TASK GOAL: All lines below must be repeated exactly, with the pictures omitted.

ITEMS:
┌────────

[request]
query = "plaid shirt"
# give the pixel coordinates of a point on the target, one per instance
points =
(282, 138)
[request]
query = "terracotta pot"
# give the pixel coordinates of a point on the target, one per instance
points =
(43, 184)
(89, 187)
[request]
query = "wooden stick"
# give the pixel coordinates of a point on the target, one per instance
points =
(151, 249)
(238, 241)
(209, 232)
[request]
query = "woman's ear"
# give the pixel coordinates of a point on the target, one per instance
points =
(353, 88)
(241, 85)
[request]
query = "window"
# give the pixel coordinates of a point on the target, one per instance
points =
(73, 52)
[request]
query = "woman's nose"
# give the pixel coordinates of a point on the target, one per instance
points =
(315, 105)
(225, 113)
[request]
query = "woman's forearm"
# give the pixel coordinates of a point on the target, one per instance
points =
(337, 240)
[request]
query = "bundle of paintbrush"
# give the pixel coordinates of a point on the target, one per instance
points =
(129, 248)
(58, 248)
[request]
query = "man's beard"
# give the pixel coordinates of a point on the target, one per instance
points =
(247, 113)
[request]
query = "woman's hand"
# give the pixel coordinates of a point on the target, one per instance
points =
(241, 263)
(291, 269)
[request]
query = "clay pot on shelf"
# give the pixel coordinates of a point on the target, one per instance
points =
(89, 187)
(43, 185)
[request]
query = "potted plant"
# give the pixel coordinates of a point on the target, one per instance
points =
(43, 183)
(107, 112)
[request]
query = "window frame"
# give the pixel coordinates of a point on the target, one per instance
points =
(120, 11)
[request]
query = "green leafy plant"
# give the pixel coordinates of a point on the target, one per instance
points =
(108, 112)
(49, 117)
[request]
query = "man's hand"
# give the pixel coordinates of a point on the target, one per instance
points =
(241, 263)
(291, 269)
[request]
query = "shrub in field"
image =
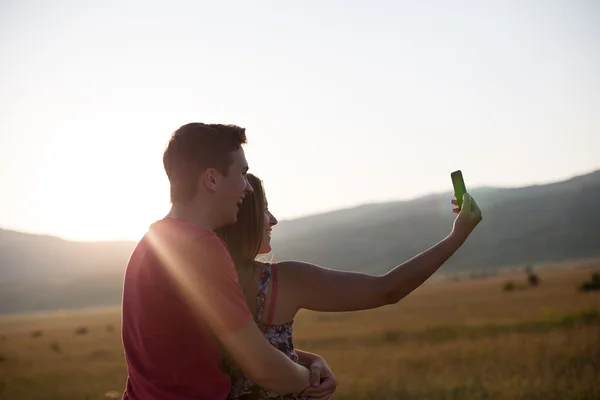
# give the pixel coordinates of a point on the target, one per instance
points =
(592, 284)
(509, 286)
(55, 347)
(82, 330)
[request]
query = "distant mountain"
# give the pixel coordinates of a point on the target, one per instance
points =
(553, 222)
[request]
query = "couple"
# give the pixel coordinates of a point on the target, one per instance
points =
(202, 319)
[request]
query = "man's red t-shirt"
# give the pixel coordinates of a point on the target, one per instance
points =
(180, 294)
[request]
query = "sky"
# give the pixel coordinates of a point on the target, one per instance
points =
(344, 102)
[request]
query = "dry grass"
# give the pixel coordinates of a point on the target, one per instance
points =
(466, 340)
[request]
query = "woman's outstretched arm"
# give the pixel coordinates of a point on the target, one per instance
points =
(321, 289)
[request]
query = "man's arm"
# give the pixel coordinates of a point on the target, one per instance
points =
(263, 363)
(204, 272)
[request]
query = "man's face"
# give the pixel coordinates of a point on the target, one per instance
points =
(233, 187)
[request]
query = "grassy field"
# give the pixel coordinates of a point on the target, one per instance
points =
(460, 340)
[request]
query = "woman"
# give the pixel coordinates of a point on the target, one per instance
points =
(286, 287)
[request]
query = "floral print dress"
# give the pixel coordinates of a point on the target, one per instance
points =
(280, 336)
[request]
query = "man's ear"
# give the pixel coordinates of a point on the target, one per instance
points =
(209, 179)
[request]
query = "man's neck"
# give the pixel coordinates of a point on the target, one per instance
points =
(193, 213)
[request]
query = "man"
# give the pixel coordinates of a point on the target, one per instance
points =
(181, 299)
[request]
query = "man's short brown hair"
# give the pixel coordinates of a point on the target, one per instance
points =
(193, 148)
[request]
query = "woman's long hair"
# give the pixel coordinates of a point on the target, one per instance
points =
(245, 236)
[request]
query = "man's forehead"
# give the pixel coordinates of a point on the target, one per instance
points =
(239, 158)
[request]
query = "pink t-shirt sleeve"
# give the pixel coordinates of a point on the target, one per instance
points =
(205, 276)
(227, 309)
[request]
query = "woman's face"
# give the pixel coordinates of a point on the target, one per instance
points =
(270, 222)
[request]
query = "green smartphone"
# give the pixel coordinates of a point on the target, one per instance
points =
(459, 186)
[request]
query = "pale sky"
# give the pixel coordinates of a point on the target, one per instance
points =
(344, 102)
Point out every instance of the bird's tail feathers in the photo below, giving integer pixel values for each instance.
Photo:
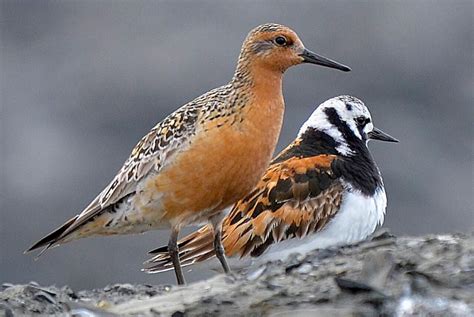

└────────

WRITTEN ANSWER:
[request]
query = "plaid shirt"
# give the pixel coordinates of a point on the target, one per instance
points =
(282, 138)
[request]
query = "terracotta pot"
# give the pixel coordinates of a point on the target, one per instance
points =
(43, 184)
(89, 187)
[request]
query = "wooden stick"
# give the pixel coordinates of a point on the target, one per instance
points =
(151, 249)
(238, 241)
(209, 232)
[request]
query = "woman's ear"
# give the pixel coordinates of a point on the target, one per instance
points =
(353, 88)
(241, 85)
[request]
query = "window"
# give the pixel coordinates of a point on the target, one per instance
points =
(73, 52)
[request]
query = "woman's nose"
# give the pixel coordinates of a point on the target, one per instance
points =
(315, 105)
(225, 113)
[request]
query = "woman's forearm"
# give the pixel coordinates of a point on the target, one per instance
points =
(337, 240)
[request]
query = "bundle of paintbrush"
# give the pixel coordinates of a point on the target, one per instance
points =
(129, 248)
(58, 248)
[request]
query = "man's beard"
# give the pixel coordinates of a point on the target, one per instance
points =
(247, 113)
[request]
query = "woman's hand"
# give the pixel coordinates of a point on the target, one per instance
points =
(241, 263)
(291, 269)
[request]
query = "clay pot on shelf"
# give the pixel coordinates of a point on the target, one per instance
points =
(89, 187)
(43, 185)
[request]
query = "potted plant"
# give the pixel coordinates of a point on the target, one per instance
points =
(43, 183)
(107, 112)
[request]
query = "window frame"
# give the pixel coordinates of a point on the target, one per instance
points =
(120, 11)
[request]
query = "green leafy plant"
# give the pixel coordinates of a point on the target, one per instance
points =
(108, 112)
(49, 117)
[request]
query = "man's hand"
# give the pixel coordinates of a point on the target, one per instance
points =
(241, 263)
(291, 269)
[request]
query = "shrub in field"
image =
# give the pixel coordinates of a point on the target, one per instance
points =
(592, 284)
(509, 286)
(55, 347)
(82, 330)
[request]
query = "distant mountain"
# give the pixel coordinates of a point on the target, one per instance
points =
(553, 222)
[request]
query = "couple"
# give the pixel coordinates of a point on the target, one per instance
points =
(202, 319)
[request]
query = "man's red t-shirt"
# give the pixel coordinates of a point on the target, one per instance
points =
(180, 294)
[request]
query = "sky"
# give the pixel coordinates of a point on the target, one per instance
points =
(344, 102)
[request]
query = "dry grass"
# give the pixel coordinates of a point on the target, one per instance
points =
(466, 340)
[request]
query = "woman's outstretched arm"
# give the pixel coordinates of a point on the target, one per instance
points =
(321, 289)
[request]
query = "man's arm"
# give the pixel coordinates of a point on the target, one per instance
points =
(263, 363)
(204, 272)
[request]
query = "man's face"
# give the pixel coordinates of a point on the target, one per instance
points =
(233, 187)
[request]
query = "grassy field"
# give the pixel coordinates of a point on the target, one per instance
points =
(460, 340)
[request]
query = "woman"
# give the pixel coordinates of a point on the target, one per instance
points =
(286, 287)
[request]
query = "floral print dress"
# give the pixel coordinates of a point on the target, one per instance
points =
(280, 336)
[request]
query = "man's ear"
# give the pixel coordinates of a point on the target, one per instance
points =
(209, 179)
[request]
query = "man's neck"
# give the pixel coordinates of a point on the target, one per instance
points =
(193, 213)
[request]
query = "man"
# give the pixel coordinates of a point on the target, one per instance
points =
(181, 299)
[request]
query = "man's short brown hair"
# give the pixel coordinates of a point on the target, one per instance
points =
(193, 148)
[request]
query = "woman's long hair"
# give the pixel coordinates of a point on the target, one per instance
points =
(245, 236)
[request]
query = "man's forehead"
# give the pixel coordinates of a point on the target, one per instance
points =
(239, 158)
[request]
query = "pink t-shirt sleeve"
# give the pixel coordinates of a point on the target, one per instance
points =
(205, 276)
(227, 309)
[request]
query = "woman's face"
# give the pixel coordinates of a point on the target, one per instance
points =
(270, 222)
[request]
query = "green smartphone"
# give the pixel coordinates of a point on the target, one per instance
points =
(459, 186)
[request]
query = "pale sky"
# give the pixel coordinates of a point on the target, one per instance
points =
(344, 102)
Point out every instance of the bird's tail feathers in the photo below, giving integer pixel values for each instance.
Photo:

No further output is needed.